[GOAL]
Lay out the rows from the very first line through the line containing "POLYGON ((142 149, 144 149, 144 146, 143" as a JSON list of strings, one string per line. Leave out blank lines.
[START ENTRIES SUPPLIED]
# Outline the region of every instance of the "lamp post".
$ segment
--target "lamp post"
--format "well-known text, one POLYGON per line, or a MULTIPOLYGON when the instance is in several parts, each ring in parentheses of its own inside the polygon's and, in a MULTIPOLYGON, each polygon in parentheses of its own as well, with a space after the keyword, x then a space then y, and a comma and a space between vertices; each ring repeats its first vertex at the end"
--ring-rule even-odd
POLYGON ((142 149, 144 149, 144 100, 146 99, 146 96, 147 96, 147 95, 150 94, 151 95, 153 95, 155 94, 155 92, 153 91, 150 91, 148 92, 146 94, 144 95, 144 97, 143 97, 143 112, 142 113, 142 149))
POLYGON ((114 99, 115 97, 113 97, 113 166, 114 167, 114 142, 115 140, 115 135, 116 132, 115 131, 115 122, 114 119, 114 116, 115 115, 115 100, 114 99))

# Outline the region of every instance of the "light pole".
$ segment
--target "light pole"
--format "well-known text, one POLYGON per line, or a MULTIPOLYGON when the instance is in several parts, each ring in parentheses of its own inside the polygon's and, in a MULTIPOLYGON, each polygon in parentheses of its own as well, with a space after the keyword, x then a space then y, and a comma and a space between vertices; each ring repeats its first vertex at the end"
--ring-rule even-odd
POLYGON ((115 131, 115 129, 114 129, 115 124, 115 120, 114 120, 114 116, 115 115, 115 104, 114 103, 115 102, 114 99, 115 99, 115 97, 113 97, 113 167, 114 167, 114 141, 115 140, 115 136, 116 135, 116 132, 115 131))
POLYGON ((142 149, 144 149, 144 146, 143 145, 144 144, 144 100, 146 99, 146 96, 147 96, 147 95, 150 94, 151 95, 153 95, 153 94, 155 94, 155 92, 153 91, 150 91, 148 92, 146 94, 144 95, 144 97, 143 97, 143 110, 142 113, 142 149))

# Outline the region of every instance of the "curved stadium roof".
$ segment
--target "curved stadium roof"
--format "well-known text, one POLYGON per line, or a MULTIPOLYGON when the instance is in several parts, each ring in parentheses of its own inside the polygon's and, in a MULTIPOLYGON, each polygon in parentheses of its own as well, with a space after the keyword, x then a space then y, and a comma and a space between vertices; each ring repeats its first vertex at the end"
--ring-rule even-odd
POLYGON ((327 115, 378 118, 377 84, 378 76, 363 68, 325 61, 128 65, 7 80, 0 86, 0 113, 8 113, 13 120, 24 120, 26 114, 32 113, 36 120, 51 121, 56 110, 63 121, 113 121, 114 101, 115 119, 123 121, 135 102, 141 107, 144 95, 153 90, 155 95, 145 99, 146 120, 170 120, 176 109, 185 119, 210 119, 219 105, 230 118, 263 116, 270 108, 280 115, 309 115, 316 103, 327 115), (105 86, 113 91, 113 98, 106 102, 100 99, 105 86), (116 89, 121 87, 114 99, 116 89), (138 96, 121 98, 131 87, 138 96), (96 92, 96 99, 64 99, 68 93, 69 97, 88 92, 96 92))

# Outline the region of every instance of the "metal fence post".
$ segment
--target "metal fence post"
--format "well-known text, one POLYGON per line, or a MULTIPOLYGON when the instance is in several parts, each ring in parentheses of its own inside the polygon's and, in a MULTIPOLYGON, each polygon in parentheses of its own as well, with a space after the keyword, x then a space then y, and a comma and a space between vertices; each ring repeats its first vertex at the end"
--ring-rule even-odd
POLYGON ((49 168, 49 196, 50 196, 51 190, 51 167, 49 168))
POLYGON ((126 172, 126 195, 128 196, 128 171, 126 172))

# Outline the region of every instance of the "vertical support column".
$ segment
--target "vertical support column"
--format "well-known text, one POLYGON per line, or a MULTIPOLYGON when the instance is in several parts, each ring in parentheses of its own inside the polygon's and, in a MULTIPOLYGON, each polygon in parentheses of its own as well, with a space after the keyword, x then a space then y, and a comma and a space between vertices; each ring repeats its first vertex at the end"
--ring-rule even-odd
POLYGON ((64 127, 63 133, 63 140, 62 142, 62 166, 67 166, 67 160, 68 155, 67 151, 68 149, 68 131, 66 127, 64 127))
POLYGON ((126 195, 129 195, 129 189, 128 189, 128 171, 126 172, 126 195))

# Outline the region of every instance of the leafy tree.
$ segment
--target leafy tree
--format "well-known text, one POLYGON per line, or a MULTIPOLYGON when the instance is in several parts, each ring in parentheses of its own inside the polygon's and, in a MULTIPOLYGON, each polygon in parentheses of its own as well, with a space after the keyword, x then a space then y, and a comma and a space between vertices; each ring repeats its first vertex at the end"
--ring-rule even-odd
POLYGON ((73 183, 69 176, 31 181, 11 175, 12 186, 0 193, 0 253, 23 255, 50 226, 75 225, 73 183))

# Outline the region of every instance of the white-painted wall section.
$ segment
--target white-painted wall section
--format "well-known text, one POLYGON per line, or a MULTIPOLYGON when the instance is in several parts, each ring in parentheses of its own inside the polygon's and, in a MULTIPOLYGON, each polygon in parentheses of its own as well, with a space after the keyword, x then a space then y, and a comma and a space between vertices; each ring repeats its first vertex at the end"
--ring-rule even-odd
[END ENTRIES SUPPLIED]
[SOLUTION TO THE PROBLEM]
[
  "# Outline the region of every instance of the \"lamp post\".",
  "$ segment",
  "--target \"lamp post\"",
  "--format \"well-known text, one POLYGON per line, or a MULTIPOLYGON when the instance is in several parts, each ring in parentheses of its own inside the polygon's and, in a MULTIPOLYGON, each polygon in parentheses of its own as well, with a space after the keyword, x then a space then y, and a comma and a space between vertices; each ring repeats its first vertex at the end\"",
  "--ring-rule even-odd",
  "POLYGON ((142 149, 144 149, 144 100, 146 99, 146 96, 147 96, 147 95, 150 94, 151 95, 153 95, 155 94, 155 92, 153 91, 150 91, 148 92, 146 94, 144 95, 144 97, 143 97, 143 112, 142 113, 142 149))",
  "POLYGON ((114 99, 115 97, 113 97, 113 166, 114 167, 114 142, 115 140, 115 135, 116 132, 115 131, 115 122, 114 119, 114 116, 115 115, 115 100, 114 99))",
  "# Outline the region of every instance of the \"light pole\".",
  "$ segment",
  "--target \"light pole\"",
  "--format \"well-known text, one POLYGON per line, or a MULTIPOLYGON when the instance is in several parts, each ring in parentheses of its own inside the polygon's and, in a MULTIPOLYGON, each polygon in parentheses of its own as well, with a space after the keyword, x then a space then y, and a comma and a space between vertices; each ring repeats its first vertex at the end\"",
  "--ring-rule even-odd",
  "POLYGON ((115 131, 115 129, 114 129, 115 124, 115 120, 114 120, 114 116, 115 115, 115 104, 114 103, 115 102, 114 99, 115 99, 115 97, 113 97, 113 167, 114 167, 114 141, 115 140, 115 136, 116 135, 116 132, 115 131))",
  "POLYGON ((142 149, 144 149, 144 146, 143 145, 144 144, 144 100, 146 99, 146 96, 147 96, 147 95, 150 94, 151 95, 153 95, 153 94, 155 94, 155 92, 153 91, 150 91, 148 92, 146 94, 144 95, 144 97, 143 97, 143 110, 142 113, 142 149))"
]